- **Items listed in a dataset**:
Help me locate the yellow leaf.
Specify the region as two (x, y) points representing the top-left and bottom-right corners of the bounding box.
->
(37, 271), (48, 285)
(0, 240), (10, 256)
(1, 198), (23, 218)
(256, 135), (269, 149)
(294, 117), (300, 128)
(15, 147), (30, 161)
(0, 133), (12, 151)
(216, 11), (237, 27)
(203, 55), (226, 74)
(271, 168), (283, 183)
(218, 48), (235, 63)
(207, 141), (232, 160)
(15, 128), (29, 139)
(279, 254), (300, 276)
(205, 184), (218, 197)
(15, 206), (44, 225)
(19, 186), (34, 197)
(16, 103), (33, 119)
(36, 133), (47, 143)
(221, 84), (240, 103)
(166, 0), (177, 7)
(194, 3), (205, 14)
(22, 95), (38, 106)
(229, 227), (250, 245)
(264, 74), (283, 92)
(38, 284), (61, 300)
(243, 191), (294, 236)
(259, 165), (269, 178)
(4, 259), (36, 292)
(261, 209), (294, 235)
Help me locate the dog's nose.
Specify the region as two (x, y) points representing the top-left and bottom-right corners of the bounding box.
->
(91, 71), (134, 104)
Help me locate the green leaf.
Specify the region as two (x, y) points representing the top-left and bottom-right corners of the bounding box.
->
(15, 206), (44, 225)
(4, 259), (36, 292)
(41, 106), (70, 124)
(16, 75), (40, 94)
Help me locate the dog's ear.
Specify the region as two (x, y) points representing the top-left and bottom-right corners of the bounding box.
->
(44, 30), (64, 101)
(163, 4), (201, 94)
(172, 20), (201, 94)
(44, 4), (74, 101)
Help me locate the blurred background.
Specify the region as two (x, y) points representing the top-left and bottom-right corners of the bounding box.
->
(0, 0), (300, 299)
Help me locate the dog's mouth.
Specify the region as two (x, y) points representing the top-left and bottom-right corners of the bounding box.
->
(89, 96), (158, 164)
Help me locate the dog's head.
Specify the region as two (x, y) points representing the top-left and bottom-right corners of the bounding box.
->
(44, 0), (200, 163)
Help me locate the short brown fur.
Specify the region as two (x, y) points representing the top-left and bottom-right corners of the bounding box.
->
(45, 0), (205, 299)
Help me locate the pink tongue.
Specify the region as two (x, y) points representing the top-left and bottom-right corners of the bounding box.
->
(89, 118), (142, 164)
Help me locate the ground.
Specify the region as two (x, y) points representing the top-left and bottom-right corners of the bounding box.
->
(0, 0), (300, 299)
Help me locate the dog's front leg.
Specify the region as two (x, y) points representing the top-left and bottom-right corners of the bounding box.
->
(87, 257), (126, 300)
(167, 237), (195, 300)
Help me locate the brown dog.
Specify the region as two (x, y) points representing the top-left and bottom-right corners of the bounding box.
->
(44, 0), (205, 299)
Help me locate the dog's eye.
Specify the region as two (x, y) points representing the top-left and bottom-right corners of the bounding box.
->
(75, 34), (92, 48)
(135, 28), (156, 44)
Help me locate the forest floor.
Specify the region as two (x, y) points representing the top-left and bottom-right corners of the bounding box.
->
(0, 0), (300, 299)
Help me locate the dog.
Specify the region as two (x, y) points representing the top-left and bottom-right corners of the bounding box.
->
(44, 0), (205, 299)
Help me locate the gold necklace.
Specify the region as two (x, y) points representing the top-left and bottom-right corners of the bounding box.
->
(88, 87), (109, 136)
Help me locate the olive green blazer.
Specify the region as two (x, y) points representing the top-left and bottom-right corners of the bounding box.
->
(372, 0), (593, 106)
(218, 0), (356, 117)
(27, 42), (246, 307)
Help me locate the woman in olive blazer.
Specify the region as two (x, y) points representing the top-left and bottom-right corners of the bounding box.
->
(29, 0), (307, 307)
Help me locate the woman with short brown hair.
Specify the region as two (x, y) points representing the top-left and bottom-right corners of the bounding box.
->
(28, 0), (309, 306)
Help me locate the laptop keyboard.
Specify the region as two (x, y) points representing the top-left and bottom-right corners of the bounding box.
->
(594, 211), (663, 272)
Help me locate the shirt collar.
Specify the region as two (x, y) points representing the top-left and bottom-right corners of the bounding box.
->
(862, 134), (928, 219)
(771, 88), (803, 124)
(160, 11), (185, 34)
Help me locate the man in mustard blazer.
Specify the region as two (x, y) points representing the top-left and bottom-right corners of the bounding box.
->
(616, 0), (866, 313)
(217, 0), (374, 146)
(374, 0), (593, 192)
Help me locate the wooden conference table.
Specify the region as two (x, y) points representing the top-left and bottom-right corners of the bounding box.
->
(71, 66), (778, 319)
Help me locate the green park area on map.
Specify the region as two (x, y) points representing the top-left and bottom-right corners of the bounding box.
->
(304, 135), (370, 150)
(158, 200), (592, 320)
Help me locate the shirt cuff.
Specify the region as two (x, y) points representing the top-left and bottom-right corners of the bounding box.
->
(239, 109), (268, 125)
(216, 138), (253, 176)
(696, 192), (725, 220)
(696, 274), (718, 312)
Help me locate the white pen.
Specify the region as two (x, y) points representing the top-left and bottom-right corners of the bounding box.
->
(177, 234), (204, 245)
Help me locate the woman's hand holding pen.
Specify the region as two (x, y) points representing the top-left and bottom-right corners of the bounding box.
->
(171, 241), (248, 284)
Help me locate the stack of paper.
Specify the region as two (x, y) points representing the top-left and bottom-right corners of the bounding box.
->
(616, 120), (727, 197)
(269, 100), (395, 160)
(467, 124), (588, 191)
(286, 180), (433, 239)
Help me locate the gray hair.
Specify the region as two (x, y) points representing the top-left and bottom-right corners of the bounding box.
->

- **Exercise requirements**:
Each entry is to be returned in full, character for character.

- **Output below**:
Help me locate the yellow leaf.
Specify the region as two (x, y) points representing the top-left and bottom-right corners of the bounding box.
->
(37, 271), (48, 285)
(0, 240), (10, 256)
(1, 198), (23, 218)
(256, 135), (269, 149)
(294, 117), (300, 128)
(15, 147), (30, 161)
(0, 133), (12, 151)
(216, 11), (237, 27)
(203, 55), (226, 74)
(271, 168), (283, 183)
(218, 48), (235, 63)
(207, 141), (232, 160)
(15, 128), (29, 139)
(279, 254), (300, 276)
(205, 184), (218, 197)
(15, 206), (44, 225)
(19, 186), (34, 197)
(16, 103), (33, 119)
(36, 133), (47, 143)
(221, 84), (240, 103)
(166, 0), (177, 7)
(194, 3), (205, 14)
(22, 95), (38, 106)
(229, 227), (250, 245)
(264, 74), (283, 92)
(38, 284), (61, 300)
(243, 191), (294, 236)
(259, 165), (269, 178)
(4, 259), (36, 292)
(261, 209), (294, 235)
Help me locate the dog's nose.
Specify the region as two (x, y) points representing the top-left and bottom-right corners of the bounding box.
->
(91, 71), (134, 104)
Help me locate the green leaf.
Specify the region as two (x, y) points representing the top-left and bottom-right corners of the bounding box.
->
(15, 206), (44, 225)
(4, 259), (36, 292)
(41, 106), (70, 124)
(16, 75), (40, 94)
Help me locate the dog's ear.
Specify the region as two (x, y) points representing the top-left and bottom-right corners of the bounding box.
->
(44, 30), (64, 101)
(163, 4), (201, 94)
(172, 20), (201, 94)
(44, 4), (74, 101)
Help me locate the blurred background.
Specify the region as two (x, y) points representing the top-left and bottom-right corners of the bounding box.
->
(0, 0), (300, 299)
Help me locate the dog's mouth.
Specify the region as two (x, y) points representing the top-left and bottom-right corners of the bounding box.
->
(89, 96), (158, 164)
Help me locate the dog's head.
Specify the region as two (x, y) points representing the top-left and bottom-right corners of the bounding box.
->
(44, 0), (200, 163)
Help me locate the short brown fur.
Specify the region as two (x, y) points representing the top-left and bottom-right corners of the bounding box.
->
(45, 0), (205, 299)
Help me locate the pink tongue.
Specify the region as two (x, y) points representing the top-left and bottom-right corners of the bounding box.
->
(89, 118), (142, 164)
Help me locate the ground.
Specify the region as two (x, y) points representing the top-left and bottom-right corners of the bounding box.
->
(0, 0), (300, 299)
Help me locate the dog's front leg.
Specify the region as two (x, y) points representing the top-left and bottom-right corners of the bounding box.
->
(87, 257), (126, 300)
(167, 237), (195, 300)
Help me locate the brown dog.
Specify the region as two (x, y) points representing the top-left and bottom-right corners of the bounding box.
->
(44, 0), (205, 299)
Help me locate the dog's eye.
Specify the region as two (x, y) points representing the top-left and bottom-right corners of the bounding box.
->
(75, 34), (92, 48)
(135, 28), (156, 44)
Help me locate the forest floor.
Specify the region as two (x, y) points representing the top-left and bottom-right corners of the bounding box.
->
(0, 0), (300, 299)
Help me locate the dog.
Specify the region as two (x, y) points representing the top-left and bottom-right corners of the bounding box.
->
(44, 0), (205, 299)
Help me locate the gold necklace.
Specify the region as two (x, y) points representing the top-left and bottom-right corners of the bounding box.
->
(88, 87), (109, 136)
Help me locate the olive green blazer.
Specify the region as two (x, y) points representing the top-left and bottom-right corners of the bounding box.
->
(372, 0), (593, 106)
(218, 0), (356, 117)
(27, 42), (246, 307)
Help me locate the woman in olive blazer.
Specify the region as two (x, y) points representing the top-left and bottom-right corners of the bounding box.
->
(29, 0), (307, 307)
Help me locate the woman with short brown hair.
Specify the region as two (x, y) points representing the top-left and bottom-right corners of the bounding box.
->
(28, 0), (309, 306)
Help me locate the laptop keyboard.
Specify the region as two (x, y) points representing the top-left and bottom-right corners of the bounding box.
->
(594, 211), (663, 272)
Help me locate the shirt collar.
Specify the region as two (x, y) points representing the top-left and bottom-right corners of the bounding box.
->
(862, 134), (928, 219)
(771, 88), (803, 124)
(160, 11), (185, 34)
Help me locate the man in mustard blazer.
Specify the region as two (x, y) points representing the top-left and bottom-right corners of the bounding box.
->
(616, 0), (866, 313)
(217, 0), (374, 146)
(374, 0), (593, 192)
Help me locate the wooden conference table.
Specify the region as two (x, y) points representing the top-left and bottom-right corners of the bounding box.
->
(71, 66), (778, 319)
Help me locate the green park area on map.
Specify the region as two (x, y) points representing the top-left and bottom-right corners of the bounding box.
->
(304, 135), (370, 150)
(158, 200), (592, 320)
Help me locate the shirt cuff.
Specify the region as two (x, y) points representing the top-left and bottom-right corners of the bounding box.
->
(239, 109), (268, 125)
(216, 138), (253, 176)
(696, 192), (725, 220)
(696, 274), (718, 312)
Help me locate the white pen.
Specify the region as two (x, y) points representing the top-left and bottom-right corners of the bounding box.
->
(177, 234), (204, 245)
Help me locate the woman's hand holding pen.
Specify the region as two (x, y) points representing the top-left and bottom-right corners of the bounding box.
->
(171, 241), (248, 284)
Help me locate the stack of paper.
Specify the region as two (x, y) points representing the top-left and bottom-right corners of the bounding box.
->
(616, 120), (727, 197)
(269, 100), (395, 160)
(467, 124), (588, 191)
(286, 180), (433, 239)
Help me locate the gray hair.
Specify the region as two (x, y) points representing the top-left and bottom-right corners of the bounding box.
->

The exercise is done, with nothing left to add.